## Text

* * *

77 P.S. § 71 (emphasis added). Amended Section 204(a) serves the legislative intent of reducing the cost of workers’ compensation by allowing an employer to avoid pay*228ing duplicate benefits for the same loss of earnings. Kramer, Murphy v. Workers’ Comp. Appeal Bd. (City of Phila.), 871 A.2d 312 (Pa.Cmwlth.2005). Similarly, Section 204(a) implicitly recognizes that public policy bars an employer from utilizing an employee’s own retirement funds to satisfy its workers’ compensation obligation. See Lyons v. Workmen’s Comp. Appeal Bd. & City of Los Angeles, 44 Cal.App.3d 1007, 119 Cal.Rptr. 159 (1975) (labor code prohibited employer from receiving either directly or indirectly contributions from employees to cover cost of workers’ compensation). Central to this appeal is the legislature’s failure to specify the method of calculating the offset or proving the extent to which the employer funded the pension at issue.

B.

The change in legislation required the Bureau to adopt regulations addressing the various offsets now authorized under Section 204(a). Section 123.8 applies the Act’s offset provision to defined benefit and defined contribution pension plans. 34 Pa.Code § 123.8(b). Among other things, the regulations require an employer to inform the employee how it calculated the offset. 34 Pa.Code § 123.4(b). The regulations further provide the offset calculation for multi-employer pension plans but not for multiple employer plans.5 To calculate multi-employer pension fund offsets, the regulations require that the portion of the annuity purchased by the liable employer’s contributions be determined by the pension fund’s actuary. 34 Pa.Code § 123.10(b).6

C.

* * *

## Objectives
(a) Summarize the text on pension offsets in two sentences.
(b) Gather every line of the records that contains the word "black".

* * *

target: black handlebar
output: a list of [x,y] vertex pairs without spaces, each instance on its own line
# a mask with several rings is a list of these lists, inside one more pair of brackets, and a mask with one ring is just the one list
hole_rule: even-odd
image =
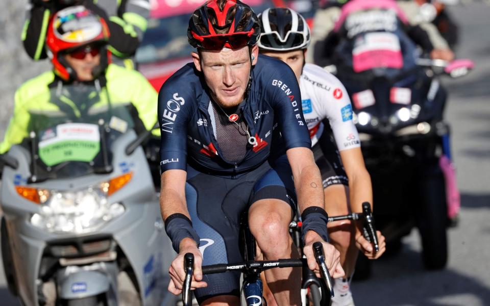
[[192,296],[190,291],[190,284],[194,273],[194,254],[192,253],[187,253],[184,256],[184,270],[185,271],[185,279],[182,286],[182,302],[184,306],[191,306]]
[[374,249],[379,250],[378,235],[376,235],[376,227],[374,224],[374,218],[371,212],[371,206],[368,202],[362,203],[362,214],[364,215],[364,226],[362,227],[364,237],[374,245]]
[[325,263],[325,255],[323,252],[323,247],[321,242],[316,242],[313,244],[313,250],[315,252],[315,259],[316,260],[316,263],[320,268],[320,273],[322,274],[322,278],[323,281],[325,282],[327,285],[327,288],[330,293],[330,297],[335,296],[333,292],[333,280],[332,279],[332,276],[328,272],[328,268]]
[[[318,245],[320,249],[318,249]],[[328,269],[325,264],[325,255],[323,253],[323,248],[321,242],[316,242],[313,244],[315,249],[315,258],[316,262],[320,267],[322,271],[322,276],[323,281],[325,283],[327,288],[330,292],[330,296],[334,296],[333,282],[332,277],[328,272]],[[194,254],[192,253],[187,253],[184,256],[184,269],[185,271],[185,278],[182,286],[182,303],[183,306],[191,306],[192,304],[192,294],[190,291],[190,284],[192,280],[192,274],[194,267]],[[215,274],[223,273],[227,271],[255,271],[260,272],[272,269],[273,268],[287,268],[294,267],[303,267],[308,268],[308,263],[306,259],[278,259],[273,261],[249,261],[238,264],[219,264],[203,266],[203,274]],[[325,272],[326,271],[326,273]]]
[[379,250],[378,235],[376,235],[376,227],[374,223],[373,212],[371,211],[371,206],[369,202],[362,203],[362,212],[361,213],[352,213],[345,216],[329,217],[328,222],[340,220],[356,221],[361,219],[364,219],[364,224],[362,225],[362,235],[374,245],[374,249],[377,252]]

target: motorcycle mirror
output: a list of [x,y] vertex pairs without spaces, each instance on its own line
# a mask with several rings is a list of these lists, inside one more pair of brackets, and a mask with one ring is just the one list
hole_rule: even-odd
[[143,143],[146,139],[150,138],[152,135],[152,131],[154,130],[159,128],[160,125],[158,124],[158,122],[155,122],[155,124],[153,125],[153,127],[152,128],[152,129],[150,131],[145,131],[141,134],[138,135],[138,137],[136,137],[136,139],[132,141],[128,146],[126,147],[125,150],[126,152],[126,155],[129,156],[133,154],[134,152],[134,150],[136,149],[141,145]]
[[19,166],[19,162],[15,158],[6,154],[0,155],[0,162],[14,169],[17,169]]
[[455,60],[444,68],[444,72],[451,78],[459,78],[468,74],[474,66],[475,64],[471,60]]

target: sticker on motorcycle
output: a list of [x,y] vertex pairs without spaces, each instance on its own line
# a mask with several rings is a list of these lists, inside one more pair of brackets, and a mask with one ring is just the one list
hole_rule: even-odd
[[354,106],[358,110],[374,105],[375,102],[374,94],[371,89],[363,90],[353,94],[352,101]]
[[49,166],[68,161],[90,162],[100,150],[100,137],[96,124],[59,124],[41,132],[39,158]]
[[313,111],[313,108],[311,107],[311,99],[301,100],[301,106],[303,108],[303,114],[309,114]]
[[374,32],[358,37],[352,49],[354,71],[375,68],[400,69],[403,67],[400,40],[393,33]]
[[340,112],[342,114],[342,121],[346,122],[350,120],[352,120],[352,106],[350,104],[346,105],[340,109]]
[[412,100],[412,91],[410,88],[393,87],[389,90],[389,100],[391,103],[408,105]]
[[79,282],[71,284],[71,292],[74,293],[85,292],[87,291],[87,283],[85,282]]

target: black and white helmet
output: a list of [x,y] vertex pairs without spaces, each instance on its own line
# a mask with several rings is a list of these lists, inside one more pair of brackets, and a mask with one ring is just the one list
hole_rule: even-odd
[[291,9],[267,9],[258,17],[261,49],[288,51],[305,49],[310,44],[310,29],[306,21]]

* * *

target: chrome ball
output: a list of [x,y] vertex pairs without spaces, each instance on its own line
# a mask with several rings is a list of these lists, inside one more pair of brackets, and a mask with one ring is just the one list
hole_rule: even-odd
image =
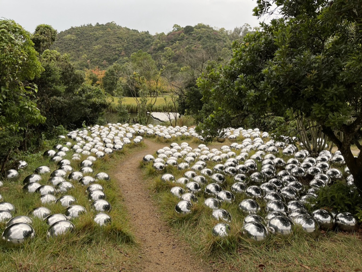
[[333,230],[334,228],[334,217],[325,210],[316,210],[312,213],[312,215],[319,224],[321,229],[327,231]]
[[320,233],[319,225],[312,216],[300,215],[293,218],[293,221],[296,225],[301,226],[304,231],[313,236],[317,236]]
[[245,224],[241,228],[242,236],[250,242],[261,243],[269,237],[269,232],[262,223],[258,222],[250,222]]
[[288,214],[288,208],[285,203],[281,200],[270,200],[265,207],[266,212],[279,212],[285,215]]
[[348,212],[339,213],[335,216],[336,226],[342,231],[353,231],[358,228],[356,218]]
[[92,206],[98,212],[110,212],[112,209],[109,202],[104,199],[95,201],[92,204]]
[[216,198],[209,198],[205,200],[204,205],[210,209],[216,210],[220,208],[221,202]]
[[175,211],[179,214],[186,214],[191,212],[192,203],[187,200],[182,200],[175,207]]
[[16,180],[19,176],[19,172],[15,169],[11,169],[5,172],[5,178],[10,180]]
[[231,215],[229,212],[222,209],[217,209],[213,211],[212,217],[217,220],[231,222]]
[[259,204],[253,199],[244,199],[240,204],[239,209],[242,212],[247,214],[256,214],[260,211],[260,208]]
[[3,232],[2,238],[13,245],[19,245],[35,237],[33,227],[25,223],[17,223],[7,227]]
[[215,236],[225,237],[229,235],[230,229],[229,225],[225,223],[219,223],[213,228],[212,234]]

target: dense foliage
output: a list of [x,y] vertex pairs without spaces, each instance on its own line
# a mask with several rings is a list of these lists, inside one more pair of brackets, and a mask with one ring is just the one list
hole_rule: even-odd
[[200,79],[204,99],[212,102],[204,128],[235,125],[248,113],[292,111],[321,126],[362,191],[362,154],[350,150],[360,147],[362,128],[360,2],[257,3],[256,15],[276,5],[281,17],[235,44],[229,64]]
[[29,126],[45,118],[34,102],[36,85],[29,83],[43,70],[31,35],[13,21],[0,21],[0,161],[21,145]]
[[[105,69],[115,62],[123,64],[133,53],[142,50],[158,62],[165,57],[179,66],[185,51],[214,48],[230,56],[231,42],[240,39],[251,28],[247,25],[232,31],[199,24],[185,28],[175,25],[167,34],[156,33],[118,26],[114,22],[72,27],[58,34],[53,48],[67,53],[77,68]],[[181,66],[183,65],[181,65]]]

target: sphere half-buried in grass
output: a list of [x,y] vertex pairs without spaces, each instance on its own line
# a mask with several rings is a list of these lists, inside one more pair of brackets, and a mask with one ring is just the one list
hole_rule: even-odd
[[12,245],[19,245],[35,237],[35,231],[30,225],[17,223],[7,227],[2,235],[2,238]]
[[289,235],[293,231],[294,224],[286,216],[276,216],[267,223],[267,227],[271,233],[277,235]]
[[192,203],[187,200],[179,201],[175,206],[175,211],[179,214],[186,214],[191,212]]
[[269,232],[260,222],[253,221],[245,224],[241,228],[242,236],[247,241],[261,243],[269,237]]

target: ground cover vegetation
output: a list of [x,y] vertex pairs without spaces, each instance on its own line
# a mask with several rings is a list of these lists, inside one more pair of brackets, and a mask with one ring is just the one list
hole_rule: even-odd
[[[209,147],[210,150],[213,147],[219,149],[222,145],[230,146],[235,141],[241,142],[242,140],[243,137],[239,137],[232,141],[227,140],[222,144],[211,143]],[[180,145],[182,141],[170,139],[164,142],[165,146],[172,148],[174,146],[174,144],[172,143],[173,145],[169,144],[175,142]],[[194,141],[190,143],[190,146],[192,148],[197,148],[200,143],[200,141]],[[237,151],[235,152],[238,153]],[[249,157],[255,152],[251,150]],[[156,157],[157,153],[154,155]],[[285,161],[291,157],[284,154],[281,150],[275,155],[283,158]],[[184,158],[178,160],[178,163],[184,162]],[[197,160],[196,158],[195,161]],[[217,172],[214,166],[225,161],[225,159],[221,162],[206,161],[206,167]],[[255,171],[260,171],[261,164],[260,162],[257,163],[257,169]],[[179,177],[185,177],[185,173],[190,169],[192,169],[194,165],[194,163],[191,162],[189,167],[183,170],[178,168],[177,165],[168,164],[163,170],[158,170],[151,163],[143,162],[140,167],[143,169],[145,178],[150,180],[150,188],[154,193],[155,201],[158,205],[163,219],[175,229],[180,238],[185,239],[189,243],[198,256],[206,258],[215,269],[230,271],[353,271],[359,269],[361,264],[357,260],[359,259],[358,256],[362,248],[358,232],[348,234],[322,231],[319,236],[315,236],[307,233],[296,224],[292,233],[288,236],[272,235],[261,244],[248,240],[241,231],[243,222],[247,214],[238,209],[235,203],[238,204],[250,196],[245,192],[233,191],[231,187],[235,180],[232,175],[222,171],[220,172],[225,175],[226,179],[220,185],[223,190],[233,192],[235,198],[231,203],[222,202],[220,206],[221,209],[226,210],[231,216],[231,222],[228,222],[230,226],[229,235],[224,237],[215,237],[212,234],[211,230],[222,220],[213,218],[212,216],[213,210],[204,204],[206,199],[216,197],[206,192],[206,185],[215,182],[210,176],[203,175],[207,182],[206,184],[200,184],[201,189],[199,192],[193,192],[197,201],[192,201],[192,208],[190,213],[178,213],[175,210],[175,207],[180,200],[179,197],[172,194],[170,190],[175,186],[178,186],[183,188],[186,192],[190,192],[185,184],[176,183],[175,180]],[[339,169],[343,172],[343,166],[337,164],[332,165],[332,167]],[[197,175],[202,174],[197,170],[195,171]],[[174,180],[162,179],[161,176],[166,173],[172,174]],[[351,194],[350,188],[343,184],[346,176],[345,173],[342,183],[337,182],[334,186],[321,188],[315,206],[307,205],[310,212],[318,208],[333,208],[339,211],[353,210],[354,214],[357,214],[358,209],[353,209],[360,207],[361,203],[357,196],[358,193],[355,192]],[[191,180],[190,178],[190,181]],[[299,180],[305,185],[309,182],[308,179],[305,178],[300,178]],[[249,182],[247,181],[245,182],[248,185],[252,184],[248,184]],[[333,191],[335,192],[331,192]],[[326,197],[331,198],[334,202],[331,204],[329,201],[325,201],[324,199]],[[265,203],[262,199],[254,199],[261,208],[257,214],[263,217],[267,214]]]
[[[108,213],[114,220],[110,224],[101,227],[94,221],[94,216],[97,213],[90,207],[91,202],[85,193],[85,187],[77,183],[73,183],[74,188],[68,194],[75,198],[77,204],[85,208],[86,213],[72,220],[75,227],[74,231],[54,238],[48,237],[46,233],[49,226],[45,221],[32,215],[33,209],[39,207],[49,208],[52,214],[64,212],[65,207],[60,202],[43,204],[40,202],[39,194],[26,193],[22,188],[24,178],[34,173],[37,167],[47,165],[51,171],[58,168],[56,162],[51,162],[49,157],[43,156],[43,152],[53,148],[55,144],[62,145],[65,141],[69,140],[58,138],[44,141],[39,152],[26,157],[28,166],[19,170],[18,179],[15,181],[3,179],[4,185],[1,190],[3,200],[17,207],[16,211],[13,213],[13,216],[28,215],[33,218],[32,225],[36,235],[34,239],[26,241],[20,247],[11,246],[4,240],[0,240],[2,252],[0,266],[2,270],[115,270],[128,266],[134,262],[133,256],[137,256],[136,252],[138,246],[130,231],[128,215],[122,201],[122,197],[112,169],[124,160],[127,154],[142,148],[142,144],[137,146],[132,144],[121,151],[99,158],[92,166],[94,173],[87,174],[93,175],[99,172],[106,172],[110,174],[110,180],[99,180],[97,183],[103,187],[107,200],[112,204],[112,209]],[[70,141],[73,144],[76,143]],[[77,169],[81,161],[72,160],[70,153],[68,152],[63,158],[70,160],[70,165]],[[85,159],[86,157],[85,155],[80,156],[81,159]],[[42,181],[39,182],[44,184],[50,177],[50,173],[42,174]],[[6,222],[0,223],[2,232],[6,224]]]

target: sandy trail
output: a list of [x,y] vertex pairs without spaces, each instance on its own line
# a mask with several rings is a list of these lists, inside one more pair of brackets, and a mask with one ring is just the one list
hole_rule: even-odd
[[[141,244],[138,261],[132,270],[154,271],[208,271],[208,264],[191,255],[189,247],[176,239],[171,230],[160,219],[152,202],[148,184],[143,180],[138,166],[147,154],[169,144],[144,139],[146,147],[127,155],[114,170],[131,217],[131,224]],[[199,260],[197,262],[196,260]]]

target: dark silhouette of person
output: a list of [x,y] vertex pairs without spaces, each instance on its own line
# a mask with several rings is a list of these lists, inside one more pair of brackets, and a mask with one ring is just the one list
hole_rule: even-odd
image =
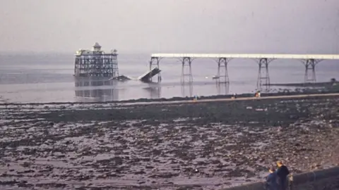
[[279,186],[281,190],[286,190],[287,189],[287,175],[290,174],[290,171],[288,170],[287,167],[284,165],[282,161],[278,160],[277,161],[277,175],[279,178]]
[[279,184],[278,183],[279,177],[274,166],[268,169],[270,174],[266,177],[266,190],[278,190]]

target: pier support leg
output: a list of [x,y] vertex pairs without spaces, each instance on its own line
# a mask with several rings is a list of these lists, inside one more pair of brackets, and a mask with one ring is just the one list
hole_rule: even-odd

* * *

## Exercise answers
(a) Amended Section 204(a) reduces the cost of workers' compensation by letting an employer avoid paying duplicate benefits for the same loss of earnings, but the legislature did not specify how to calculate the offset or how to prove how much the employer funded the pension. The Bureau's regulations apply the offset to defined benefit and defined contribution pension plans, require the employer to tell the employee how it calculated the offset, and set a calculation for multi-employer plans (though not for multiple employer plans) in which the pension fund's actuary determines the portion of the annuity purchased by the liable employer's contributions.

(b)
target: black handlebar
target: black and white helmet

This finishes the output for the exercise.